#### [Problem]
Without changing anything, output the records below.

#### [Provided records]

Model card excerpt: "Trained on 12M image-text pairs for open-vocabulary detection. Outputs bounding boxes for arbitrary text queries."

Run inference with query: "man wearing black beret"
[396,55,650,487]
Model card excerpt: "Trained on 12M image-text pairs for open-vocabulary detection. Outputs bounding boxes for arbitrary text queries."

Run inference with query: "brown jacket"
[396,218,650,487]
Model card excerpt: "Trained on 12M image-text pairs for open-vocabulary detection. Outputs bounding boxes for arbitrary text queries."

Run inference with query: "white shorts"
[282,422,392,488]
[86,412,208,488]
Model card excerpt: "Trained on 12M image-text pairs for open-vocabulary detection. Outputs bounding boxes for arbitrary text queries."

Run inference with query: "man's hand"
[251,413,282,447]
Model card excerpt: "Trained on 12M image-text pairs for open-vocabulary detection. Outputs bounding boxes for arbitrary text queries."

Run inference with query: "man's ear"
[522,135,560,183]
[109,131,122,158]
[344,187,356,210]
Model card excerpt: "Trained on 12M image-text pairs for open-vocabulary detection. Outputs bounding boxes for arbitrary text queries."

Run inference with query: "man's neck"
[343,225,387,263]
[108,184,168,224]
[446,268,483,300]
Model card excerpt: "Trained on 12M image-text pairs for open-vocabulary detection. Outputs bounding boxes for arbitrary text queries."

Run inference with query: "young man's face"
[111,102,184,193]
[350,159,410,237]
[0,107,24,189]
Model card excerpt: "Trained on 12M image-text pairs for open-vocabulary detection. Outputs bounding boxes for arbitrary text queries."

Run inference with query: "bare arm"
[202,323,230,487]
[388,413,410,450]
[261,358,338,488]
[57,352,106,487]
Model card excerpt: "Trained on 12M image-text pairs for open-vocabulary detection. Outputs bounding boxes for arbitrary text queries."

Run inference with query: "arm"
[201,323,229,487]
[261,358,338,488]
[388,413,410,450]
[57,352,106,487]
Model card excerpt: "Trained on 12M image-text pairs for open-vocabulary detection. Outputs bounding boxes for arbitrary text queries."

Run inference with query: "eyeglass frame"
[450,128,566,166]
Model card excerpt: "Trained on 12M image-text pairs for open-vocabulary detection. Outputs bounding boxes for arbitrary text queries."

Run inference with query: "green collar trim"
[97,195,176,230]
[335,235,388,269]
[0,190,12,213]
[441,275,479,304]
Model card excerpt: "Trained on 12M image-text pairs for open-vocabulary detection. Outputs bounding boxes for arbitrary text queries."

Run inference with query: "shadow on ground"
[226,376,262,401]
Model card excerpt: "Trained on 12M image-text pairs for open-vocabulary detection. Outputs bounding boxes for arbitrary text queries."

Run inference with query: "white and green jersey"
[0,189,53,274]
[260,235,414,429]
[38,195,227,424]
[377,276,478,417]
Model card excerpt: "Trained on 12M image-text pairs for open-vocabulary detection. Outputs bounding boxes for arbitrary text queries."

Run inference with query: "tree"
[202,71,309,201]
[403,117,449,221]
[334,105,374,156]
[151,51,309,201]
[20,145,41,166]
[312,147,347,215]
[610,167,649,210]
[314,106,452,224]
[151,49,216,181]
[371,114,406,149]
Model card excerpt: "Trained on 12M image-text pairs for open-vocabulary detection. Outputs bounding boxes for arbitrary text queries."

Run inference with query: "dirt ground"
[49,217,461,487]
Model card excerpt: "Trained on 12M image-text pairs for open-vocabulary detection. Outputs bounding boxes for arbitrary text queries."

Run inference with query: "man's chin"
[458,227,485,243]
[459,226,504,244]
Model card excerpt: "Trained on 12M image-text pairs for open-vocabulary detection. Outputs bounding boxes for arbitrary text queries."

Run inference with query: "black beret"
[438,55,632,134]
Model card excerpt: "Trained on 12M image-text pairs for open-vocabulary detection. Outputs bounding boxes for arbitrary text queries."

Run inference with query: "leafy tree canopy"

#### [Result for this task]
Model card excerpt: "Trained on 12M image-text pairs for open-vocabulary detection. Outputs bounding boxes for arbitrary text queries."

Run inference with query: "man wearing black beret"
[396,55,650,487]
Model card excerpt: "Trained on 12M image-text pairs for open-vocabulary detection. Outputs bounding boxes for arbitrary text queries."

Run inference with query: "brown jacket"
[396,218,650,487]
Model card excerpt: "Trained on 12M image-text pairs for open-vocabulary detection. Outputs bounding boxes for arbitrary text queries."

Run inference with query: "white shorts"
[282,422,392,488]
[86,412,208,488]
Model card excerpt: "Trained on 12M image-text pairs for open-vocabulary detection. Outputs bounding boxes for arbitrary text queries."

Run inference with query: "man's hand"
[251,413,282,447]
Model card excerpt: "Trained on 12M image-text pairs for open-vocabulary detection. Outputs bounding boxes for arbitrary text queries."

Run inference with query: "man's ear"
[522,135,560,183]
[109,131,122,158]
[344,187,356,210]
Model card excerpt: "Trained on 12M image-text pairs for open-vocabulary detection. Outputs bounding boxes for arbitrary text queries."

Run inference with query: "man's neck"
[343,225,387,263]
[108,184,168,224]
[446,268,483,300]
Model card excerpt: "Trained on 12M image-text pairs for open-vocabulary detection. Outputs bounding boxes for arbitrary text queries."

Run inference with query: "young man's face"
[111,102,184,193]
[350,159,410,237]
[0,107,24,189]
Model card excerpt: "Trained on 12M image-text pairs for open-vocabulary detection. Outputs bounding boxes for arbitrary text queries."

Run inference with query: "bare arm"
[202,323,230,487]
[388,413,410,450]
[261,358,338,488]
[57,352,106,487]
Model card excerpt: "Trained on 12M image-text pairs for open-vocabulary detection. Outputs bounding boxes for arbitrary text queries."

Run inference with query: "arm"
[201,323,229,487]
[261,358,338,488]
[388,413,410,450]
[57,352,106,487]
Model card excerpt: "Trained on 12M image-text pairs for open-vocabulary detection. Outputs bounding boxes for arbitrary text queries."

Run inference with query: "eyeglass frame"
[450,128,566,166]
Model card excerpt: "Trained on 12M image-text pairs for open-vocabulary detection. Outputs bounding boxes for arbitrary text queries."

Run inference with query: "green collar trim"
[97,195,176,230]
[335,235,388,269]
[0,190,12,213]
[441,275,479,304]
Model card excerpt: "Trained on 12M image-text pairs for open-vocabulary detection. Outputs bounding boxes for arbitrary text queries."

Run inference with query: "shadow on ground"
[226,376,262,401]
Model card excerpt: "Trained on 12M image-text pairs for open-vocabulary detection. Outputs bounding boxes for arbitrary text queries."

Run inference with query: "white and green jersey"
[0,189,53,274]
[260,235,414,429]
[38,195,227,424]
[377,276,478,417]
Model card excerpt: "Trained on 12M image-text pairs for open-vocabulary detection. Outputs bounding boxes for arbitrary text queries."

Run inference with query: "tree"
[202,71,309,201]
[403,117,449,221]
[334,105,374,156]
[151,51,309,201]
[20,145,41,166]
[312,147,347,215]
[610,167,649,210]
[314,106,452,224]
[151,49,216,181]
[371,114,406,149]
Model card excerpt: "Trained on 12M image-text pairs for open-vocabulary detection. Outputs bounding boxes for arbitrary text queries."

Run inference with query: "dirt ground"
[49,217,461,487]
Model card excerpt: "Trained on 12M image-text pairs for open-vocabulary detection. Outputs bounding boxes for arbitrary text queries."

Run inference with query: "man's chin"
[458,227,485,243]
[459,226,504,244]
Model card excerpt: "Trained on 12M image-text pairs for open-vocabulary detection. Outputs bounding boxes for arbitrary text queries."

Run inference with query: "black beret"
[438,55,632,134]
Model card excerpt: "Trained on 12M image-text pairs for open-vocabulary detection. Outputs bounding boxes for arbitrary text queries."

Run inference with query: "leafy tree canopy"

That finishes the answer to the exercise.